My framework for 2024 is the underestimated Fed dovish pivot. This makes me bullish risk parity (long stocks and bonds) for the next few weeks, buying on dips in bonds as 10 year yields go above 4%, and when SPX gets down towards 4700. Downside will be contained until there are more believers in the Fed dovish pivot, and fewer believers of higher for longer in 2024. It will take several weeks for the migration to play out, as our monkey brains can't handle going from bearish to bullish so quickly. Many are still in denial in the bond market.
Its a type of market that Ray Dalio would love. Collecting 2 and 20 by just holding long bonds along with the SPX, and calling it an all weather portfolio.
That 10 year yield chart is amazing. It is what you would say is the mother of all capitulations in US Treasuries. All you heard was talk about bonds in September and October. You even had someone on CNBC calling for 13% 10 year yields! Charts can play mind games on investors. Past price action really influences how investors view the future. Its not just about price. Its about path that changes our views. Let's play this game on the 10 year yield chart:
Actual 10 year yield chart since start of 2023 |
Fake 10 year yield chart since start of 2023: September, October, and November 2023 changed.
I believe most people looking at the first chart would think that the move down in yields is overdone, and that yields are due for a further bounce higher. Most people looking at the second chart would think that yields made a double top around 4.30% and that yields look to be trending lower.
These are the mind games that financial markets play on our monkey brains. By simply reversing the psychology and doing the opposite of what feels right can be an edge. Of course, you need to see how speculators are positioned, as well as what the investment community is thinking to get a bigger edge. Here is what the latest JP Morgan bond survey shows:
JP Morgan clients' net long positioning dropped the most over 1 week since 2020. It only took a 20 bps rise in yields to get bond investors bearish again.

------------

Pick up the market commentary on the Fed dovish pivot where it stops and continue it.

Supplied data:
------------

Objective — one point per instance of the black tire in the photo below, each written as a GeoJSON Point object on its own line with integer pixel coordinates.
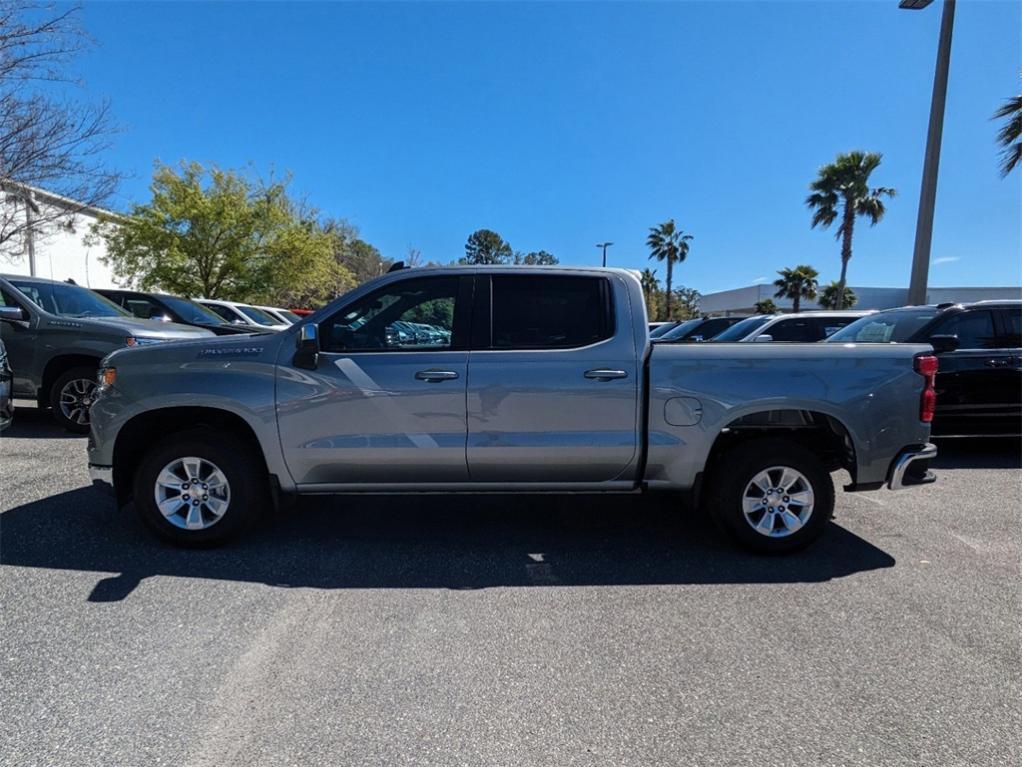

------------

Answer to the problem:
The bond market has an asymmetric payoff profile at the moment. Its because of the Fed's new dovish bias and upcoming rate cut cycle. We know with a fair amount of certainty what core CPI will do over the next few months, because of the lagged effects of owner's equivalent rent (biggest weight in CPI) and other butchered calculations which foreshadow future CPI readings. With rents having come down a lot in 2023, and owner's equivalent rent lagging real rents, you will likely have core CPI coming in low month over month until the summer. Some of this is priced in, but the Fed is laser focused on the data, especially data confirming their now dovish bias, so with lower CPI readings, they have an excuse to cut rates. At 5.33% Fed funds, real rates are quite high, meaning they have a lot of room for rate cuts even if the economy remains steady. That's the Fed backstop for the bond market right now. Especially the short to intermediate part of the curve, from 2 yrs to 7 yrs.
This Fed backstop wasn't present in 2022 or 2023 because the Fed had a hawkish bias due to the zeitgeist on high inflation at the time. But investors have a hard time turning on a dime. Especially when a market like the US bond market, has been in a bear market for nearly the past 4 years. As a result, I see a lot of denial on CNBC and Bloomberg, about future rate cuts. Many don't think the Fed will cut 5-6 times, like the SOFR curve is pricing in at the moment. They are still somewhat stuck in the higher for longer theme that the Fed repeatedly bashed into the brains of investors in order to tighten financial conditions. The consensus I see among the "pros" is similar to the Fed dot plot, which is 75 bps of cuts for 2024. In my view, 75 bps is the absolute minimum they will do this year, if there is a no landing/delayed landing/inflation rebound scenario. Even in a consensus soft landing where growth is slowing and jobs numbers are going down, they will cut much more than 3 times, more likely the 5-6 times that the SOFR curve is pricing in.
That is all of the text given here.